Work required:
When you return the data, keep every word exact and include none of the images.

Recorded data:
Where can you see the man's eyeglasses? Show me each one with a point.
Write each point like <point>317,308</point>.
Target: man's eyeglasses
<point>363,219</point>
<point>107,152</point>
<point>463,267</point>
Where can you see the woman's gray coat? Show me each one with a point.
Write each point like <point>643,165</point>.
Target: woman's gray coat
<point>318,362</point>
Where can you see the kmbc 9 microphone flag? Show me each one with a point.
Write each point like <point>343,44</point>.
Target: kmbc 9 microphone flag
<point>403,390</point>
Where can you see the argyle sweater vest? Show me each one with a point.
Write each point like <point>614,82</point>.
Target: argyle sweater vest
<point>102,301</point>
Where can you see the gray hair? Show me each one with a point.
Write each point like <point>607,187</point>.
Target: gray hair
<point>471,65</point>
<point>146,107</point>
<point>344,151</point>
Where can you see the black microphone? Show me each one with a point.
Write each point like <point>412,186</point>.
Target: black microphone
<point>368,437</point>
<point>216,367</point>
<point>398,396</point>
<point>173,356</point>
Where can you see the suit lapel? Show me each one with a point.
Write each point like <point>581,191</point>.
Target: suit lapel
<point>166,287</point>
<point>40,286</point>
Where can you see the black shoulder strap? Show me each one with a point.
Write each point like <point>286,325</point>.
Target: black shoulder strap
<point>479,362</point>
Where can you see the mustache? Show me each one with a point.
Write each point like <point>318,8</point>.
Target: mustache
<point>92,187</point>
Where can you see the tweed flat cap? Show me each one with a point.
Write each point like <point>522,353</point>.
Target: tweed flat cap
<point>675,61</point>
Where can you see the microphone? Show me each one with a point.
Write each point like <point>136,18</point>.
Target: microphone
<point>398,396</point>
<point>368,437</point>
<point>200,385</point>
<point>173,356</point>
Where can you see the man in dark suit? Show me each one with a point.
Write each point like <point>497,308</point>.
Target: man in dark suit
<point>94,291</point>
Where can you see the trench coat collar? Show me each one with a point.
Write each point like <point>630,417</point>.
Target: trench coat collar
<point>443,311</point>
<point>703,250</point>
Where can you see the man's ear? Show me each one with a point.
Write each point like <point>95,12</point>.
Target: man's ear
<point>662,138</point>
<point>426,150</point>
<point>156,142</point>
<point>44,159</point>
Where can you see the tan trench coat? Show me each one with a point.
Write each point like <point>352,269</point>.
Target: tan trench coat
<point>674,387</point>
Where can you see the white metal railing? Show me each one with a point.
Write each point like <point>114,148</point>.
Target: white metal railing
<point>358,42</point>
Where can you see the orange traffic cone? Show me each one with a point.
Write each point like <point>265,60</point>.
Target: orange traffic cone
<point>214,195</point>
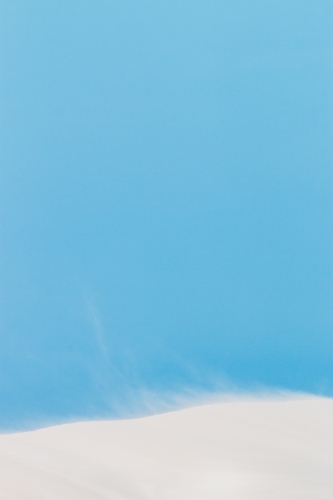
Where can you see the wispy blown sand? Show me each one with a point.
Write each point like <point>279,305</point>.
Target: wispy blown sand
<point>251,449</point>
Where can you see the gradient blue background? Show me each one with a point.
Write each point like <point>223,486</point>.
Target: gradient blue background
<point>166,201</point>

Finished exercise:
Where can you see the man's eyeglasses? Show me each one with a point.
Write each point like <point>317,308</point>.
Target: man's eyeglasses
<point>363,219</point>
<point>107,152</point>
<point>463,267</point>
Where can you see the woman's gray coat? Show me each one with a point.
Write each point like <point>643,165</point>.
Target: woman's gray coat
<point>318,362</point>
Where can you see the kmbc 9 microphone flag? Show me each one with a point.
Write each point like <point>343,44</point>.
Target: kmbc 9 microphone flag
<point>403,390</point>
Where can you see the argyle sweater vest? Show me each one with a point.
Write each point like <point>614,82</point>.
Target: argyle sweater vest
<point>102,301</point>
Where can you see the gray hair? Show me each one with a point.
Write each point like <point>607,187</point>.
Target: gray hair
<point>471,65</point>
<point>146,107</point>
<point>344,151</point>
Where can you see the black microphone? Show me each one with a point.
Write each point like <point>412,186</point>.
Target: black microphone
<point>368,437</point>
<point>216,367</point>
<point>398,396</point>
<point>173,356</point>
Where can you see the suit lapel? Show me each one with a point.
Write each point like <point>581,191</point>.
Target: suit lapel
<point>166,287</point>
<point>40,286</point>
Where can you see the black shoulder strap? Show me each one with a point.
Write each point like <point>286,325</point>.
Target: black shoulder strap
<point>479,362</point>
Where can you see the mustache? Show me each one with a point.
Write each point like <point>318,8</point>.
Target: mustache
<point>92,187</point>
Where can you see the tweed flat cap? Show me each one with a point.
Write each point like <point>522,353</point>.
Target: tweed flat cap
<point>675,61</point>
Where can you see the microphone? Show me each one with a point.
Write each point like <point>136,18</point>.
Target: microphone
<point>398,396</point>
<point>368,437</point>
<point>200,385</point>
<point>173,356</point>
Where can you see the man in dark suit? Show me each one with a point.
Write each point like <point>497,308</point>.
Target: man in dark suit
<point>94,291</point>
Where can you see the trench coat collar? Show me each one with a point.
Write each point like <point>630,417</point>.
Target: trench coat collar
<point>443,311</point>
<point>703,250</point>
Where can you see the man's ear? Show me each one with a point.
Write each point like <point>95,12</point>.
Target: man's ear
<point>662,138</point>
<point>426,150</point>
<point>156,142</point>
<point>44,159</point>
Where can you see the tan trench coat? Show me each one with a point.
Write each point like <point>352,269</point>.
Target: tan trench coat
<point>674,387</point>
Where can you see the white metal railing? Show me each one with a point.
Write each point like <point>114,148</point>.
Target: white metal railing
<point>358,42</point>
Where can you see the orange traffic cone? Show me each one with a point.
Write each point like <point>265,60</point>.
Target: orange traffic cone
<point>214,195</point>
Where can you see the wispy blown sand? Show me each one with a point.
Write each point like <point>279,305</point>.
Target: wispy blown sand
<point>251,449</point>
Where can you see the gradient blue background? Show me each one with a point.
Write each point like <point>223,486</point>.
Target: gradient blue background
<point>166,201</point>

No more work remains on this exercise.